> Your objective:
Exactly as written, retype the listing below, omitting the pictures.

#### Data lines ####

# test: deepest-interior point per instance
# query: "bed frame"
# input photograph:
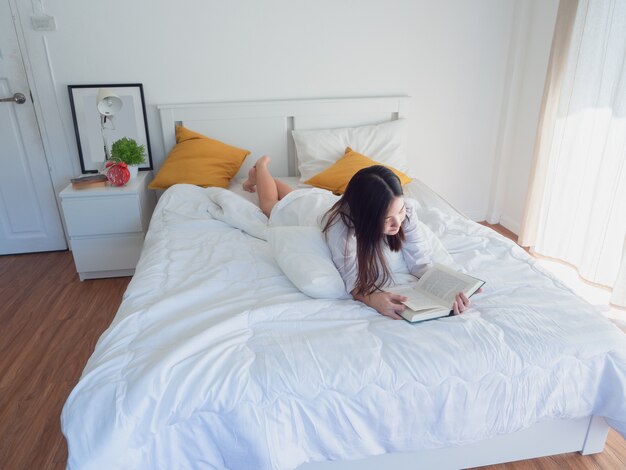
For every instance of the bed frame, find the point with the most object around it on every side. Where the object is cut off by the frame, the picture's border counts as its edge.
(264, 127)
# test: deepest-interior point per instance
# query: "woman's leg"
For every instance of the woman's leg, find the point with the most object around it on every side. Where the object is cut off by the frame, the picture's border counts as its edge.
(269, 190)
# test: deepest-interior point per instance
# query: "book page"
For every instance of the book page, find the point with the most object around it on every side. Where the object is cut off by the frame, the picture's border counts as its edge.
(443, 285)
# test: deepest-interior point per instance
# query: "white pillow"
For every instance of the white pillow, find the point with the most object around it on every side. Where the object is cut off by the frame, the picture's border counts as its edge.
(304, 257)
(386, 143)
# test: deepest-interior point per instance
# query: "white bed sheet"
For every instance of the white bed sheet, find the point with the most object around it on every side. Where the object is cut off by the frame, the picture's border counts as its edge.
(215, 360)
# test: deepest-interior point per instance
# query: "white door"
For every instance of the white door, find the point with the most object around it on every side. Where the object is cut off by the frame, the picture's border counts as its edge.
(29, 215)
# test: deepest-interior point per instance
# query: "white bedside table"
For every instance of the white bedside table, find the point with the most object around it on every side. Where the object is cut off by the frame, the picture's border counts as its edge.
(107, 225)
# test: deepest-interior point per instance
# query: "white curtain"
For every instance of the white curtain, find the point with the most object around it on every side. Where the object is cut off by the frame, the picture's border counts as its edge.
(576, 209)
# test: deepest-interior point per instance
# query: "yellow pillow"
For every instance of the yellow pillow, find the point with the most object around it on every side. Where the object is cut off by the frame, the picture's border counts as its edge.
(336, 177)
(196, 159)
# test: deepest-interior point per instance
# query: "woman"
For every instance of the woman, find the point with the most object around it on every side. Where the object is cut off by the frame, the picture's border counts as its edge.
(371, 220)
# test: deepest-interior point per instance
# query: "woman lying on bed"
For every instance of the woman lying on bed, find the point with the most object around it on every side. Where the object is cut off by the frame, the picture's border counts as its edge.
(371, 219)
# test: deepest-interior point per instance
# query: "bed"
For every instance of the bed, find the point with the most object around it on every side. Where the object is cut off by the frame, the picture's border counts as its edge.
(216, 359)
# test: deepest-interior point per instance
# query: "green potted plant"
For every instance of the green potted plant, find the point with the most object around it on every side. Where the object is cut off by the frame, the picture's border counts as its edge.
(130, 152)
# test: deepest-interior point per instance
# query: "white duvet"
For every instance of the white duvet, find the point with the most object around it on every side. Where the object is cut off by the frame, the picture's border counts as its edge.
(216, 360)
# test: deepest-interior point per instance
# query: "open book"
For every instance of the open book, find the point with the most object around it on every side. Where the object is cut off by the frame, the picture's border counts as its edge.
(434, 293)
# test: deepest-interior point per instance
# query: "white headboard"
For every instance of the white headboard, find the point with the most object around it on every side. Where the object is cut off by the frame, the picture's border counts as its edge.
(263, 127)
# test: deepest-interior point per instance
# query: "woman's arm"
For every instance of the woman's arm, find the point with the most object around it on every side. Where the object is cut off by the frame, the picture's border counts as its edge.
(416, 250)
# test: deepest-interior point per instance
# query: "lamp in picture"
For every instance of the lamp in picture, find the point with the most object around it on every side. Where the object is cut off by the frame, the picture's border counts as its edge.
(108, 104)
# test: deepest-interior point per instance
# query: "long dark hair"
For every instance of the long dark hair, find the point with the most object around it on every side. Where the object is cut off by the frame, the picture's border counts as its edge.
(363, 208)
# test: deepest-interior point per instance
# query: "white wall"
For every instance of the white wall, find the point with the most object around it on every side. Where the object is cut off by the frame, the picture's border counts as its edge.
(451, 56)
(528, 61)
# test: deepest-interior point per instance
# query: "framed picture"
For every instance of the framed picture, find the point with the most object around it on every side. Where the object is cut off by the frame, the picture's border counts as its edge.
(120, 113)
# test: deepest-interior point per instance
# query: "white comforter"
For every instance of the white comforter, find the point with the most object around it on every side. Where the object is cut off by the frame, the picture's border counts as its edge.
(216, 360)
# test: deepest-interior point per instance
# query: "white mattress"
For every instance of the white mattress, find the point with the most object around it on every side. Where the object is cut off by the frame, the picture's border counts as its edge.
(215, 360)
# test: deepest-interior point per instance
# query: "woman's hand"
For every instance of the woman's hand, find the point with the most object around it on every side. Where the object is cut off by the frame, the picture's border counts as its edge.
(385, 303)
(461, 303)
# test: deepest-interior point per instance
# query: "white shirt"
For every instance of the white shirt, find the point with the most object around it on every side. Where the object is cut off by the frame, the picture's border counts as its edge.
(414, 257)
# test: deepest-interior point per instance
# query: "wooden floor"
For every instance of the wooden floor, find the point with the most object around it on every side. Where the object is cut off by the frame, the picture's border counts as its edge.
(49, 325)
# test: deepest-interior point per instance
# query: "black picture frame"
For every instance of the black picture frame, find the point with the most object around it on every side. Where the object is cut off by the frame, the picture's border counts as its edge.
(129, 122)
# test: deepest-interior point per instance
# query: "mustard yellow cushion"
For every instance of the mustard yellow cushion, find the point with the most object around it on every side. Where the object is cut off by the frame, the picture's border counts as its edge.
(196, 159)
(336, 177)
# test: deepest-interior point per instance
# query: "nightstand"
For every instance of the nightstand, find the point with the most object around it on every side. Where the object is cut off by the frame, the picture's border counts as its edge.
(107, 225)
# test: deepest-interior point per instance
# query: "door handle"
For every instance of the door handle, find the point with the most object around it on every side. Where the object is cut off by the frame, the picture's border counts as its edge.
(18, 98)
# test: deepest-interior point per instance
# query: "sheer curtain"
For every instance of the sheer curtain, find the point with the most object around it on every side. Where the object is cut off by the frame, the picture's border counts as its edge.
(576, 208)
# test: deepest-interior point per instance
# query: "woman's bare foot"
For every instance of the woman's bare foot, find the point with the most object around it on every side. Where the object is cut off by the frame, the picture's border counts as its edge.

####

> Right answer:
# test: deepest-interior point per instance
# query: "bed frame"
# input photograph:
For every instance of the bed frame, find the point with the most object around it on every side. Where the object is cut off by the frame, the picture's border counts as its edge.
(264, 127)
# test: deepest-interior point per instance
# query: "woman's leg"
For every instance of the woman's leg, find the point with the most object around it on every side. Where the object is cut off by the frame, the picture's border counts as its edge.
(269, 190)
# test: deepest-interior point per instance
# query: "book page"
For every instance of the book page, find the point with the most object around it on every side. Where the object is cut off by the frame, the picture's border counts as its edge.
(443, 285)
# test: deepest-interior point per instance
# query: "white pillow"
For every instance of the white pillow, find the point with the most object around it on every side. Where the object is cut off by the frame, the picture's border counts as its edge.
(304, 257)
(386, 143)
# test: deepest-interior point per instance
# query: "white bed sheet"
For every instance of the white bed sheet, find the point with the most object around it on every side. Where the object is cut off by the frame, the picture's border counts as its edge.
(215, 360)
# test: deepest-interior point per instance
# query: "white door"
For every instance of the white door, find the point with the most object around it on every side. Where the object is cut off by the frame, the picture's border counts as its edge.
(29, 215)
# test: deepest-interior point per instance
# query: "white bedside table"
For every instance of the white bedside table, find the point with the most object around it on every side. Where the object is cut off by the frame, the picture's border counts as its edge.
(107, 225)
# test: deepest-interior point per instance
# query: "white curtain"
For every instance of the white curtain, find the point with the most object around it on every side. Where the object is cut off by the frame, the picture's border counts as its edge.
(576, 209)
# test: deepest-interior point per instance
# query: "yellow pillow"
For every instance of the yellow pillow, find the point with the most object around it on every side. Where the object is cut off by the frame, the picture's border counts as its edge.
(336, 177)
(196, 159)
# test: deepest-interior point per instance
# query: "woman"
For every instance of the woman, find the point with the most object around it on every side. Where the object is cut off by the frame, the picture's border counts as its edge.
(371, 220)
# test: deepest-interior point per instance
# query: "woman lying on bed"
For every instance of the woman lying on bed, find the point with the most object around it on every side. Where the object is cut off by the frame, the picture's border counts as its edge.
(371, 219)
# test: deepest-interior point per instance
# query: "bed"
For every instance of the bed, find the point with the most object around it on every side. Where the object is cut off by the frame, the picture's border counts as its edge.
(216, 359)
# test: deepest-interior point per instance
# query: "green potted plant"
For every instance of the green potted plant, find the point with the most object around it on every side. Where the object is cut off by the frame, the picture's border counts as its edge.
(130, 152)
# test: deepest-interior point per instance
# query: "white duvet"
For every instance of the white duvet, find the point with the most object around it on every side. Where the object is cut off by the frame, the picture's border counts as its edge.
(216, 360)
# test: deepest-interior point per instance
# query: "open book"
For every instance of the open book, find the point with the most object around it on every side. Where the object is cut off by the frame, the picture's border counts as its edge.
(434, 293)
# test: deepest-interior point per instance
# query: "white headboard"
For every instance of the white headboard, find the point with the most object around it on every side. Where the object is cut off by the frame, the picture's border counts as its edge.
(263, 127)
# test: deepest-interior point per instance
# query: "woman's arm"
For every instance of the woman's arm, find the point with the most object around it on every side. Where the object is cut off by the frame, the picture's border counts as its edge.
(416, 250)
# test: deepest-interior point per instance
# query: "lamp in picture"
For every instance of the lamp in picture, find the point with the most object around it on every side. Where the object is cut off by the frame, the picture's border counts as its edge.
(108, 104)
# test: deepest-interior point per instance
# query: "long dark hair"
For every instance of the long dark hair, find the point with the most object around it on every side. Where the object is cut off by the frame, the picture's border counts as its edge.
(363, 208)
# test: deepest-interior point per instance
# query: "white wall"
For every instance of the white wall, find the point with the most object around it on every side. Where the object is cut off by the frame, the picture's border counts as its edge.
(451, 56)
(528, 61)
# test: deepest-interior point per instance
# query: "framed picture"
For every instance of the framed picture, find the point with the most object around it on every side. Where the object is cut off by the frame, the picture's border counts as its edge.
(120, 113)
# test: deepest-interior point per instance
# query: "white comforter"
For every instance of the white comforter, find the point with the most object around it on every side. Where the object is cut off by the frame, the picture's border counts as its edge.
(216, 360)
# test: deepest-interior point per instance
# query: "white mattress"
For every instance of the white mattress, find the point with the most object around it on every side. Where the object is cut off by the frame, the picture's border counts as its edge.
(215, 360)
# test: deepest-interior point per instance
# query: "woman's hand"
For every instance of the woman's hand, find the point with the most object around it on every side. Where the object is cut off by the frame, the picture's border counts as its edge.
(385, 303)
(461, 303)
# test: deepest-interior point per instance
# query: "white shirt"
For every instance of the white shirt, find the point with the most object around it on every side. Where the object is cut off by the frame, the picture's border counts as its edge.
(414, 257)
# test: deepest-interior point per instance
# query: "wooden floor"
For every instance of the wooden floor, find the point with the most object around it on every side. Where the object is cut off by the frame, the picture's border counts as its edge.
(49, 325)
# test: deepest-interior point per instance
# query: "black picture frame"
For every instance of the black picture frame, find the point with the most object around it on every side. Where the object is cut off by the frame, the picture's border counts as its edge.
(129, 122)
# test: deepest-interior point per instance
# query: "mustard yellow cushion"
For every instance of the mustard yellow cushion, find the point with the most object around it on every side. Where the object is cut off by the frame, the picture's border counts as its edge.
(196, 159)
(336, 177)
# test: deepest-interior point per instance
# query: "nightstand"
For every instance of the nightstand, find the point with the most object around it on every side. Where the object is cut off by the frame, the picture's border counts as its edge.
(107, 225)
# test: deepest-interior point per instance
# query: "door handle"
For every instance of the door handle, find the point with the most object around it on every side. Where the object is cut off by the frame, the picture's border counts as its edge.
(18, 98)
# test: deepest-interior point per instance
# query: "sheer curtain"
For every instance of the sheer curtain, find the point with the most object around it on every side. Where the object is cut off by the frame, the picture's border counts as its edge.
(576, 208)
# test: deepest-interior point per instance
# query: "woman's bare foot"
For every instance of the woman's bare foot, find the point with the most object around it on every side. Where the object is cut off by the frame, the picture's border counts as its edge.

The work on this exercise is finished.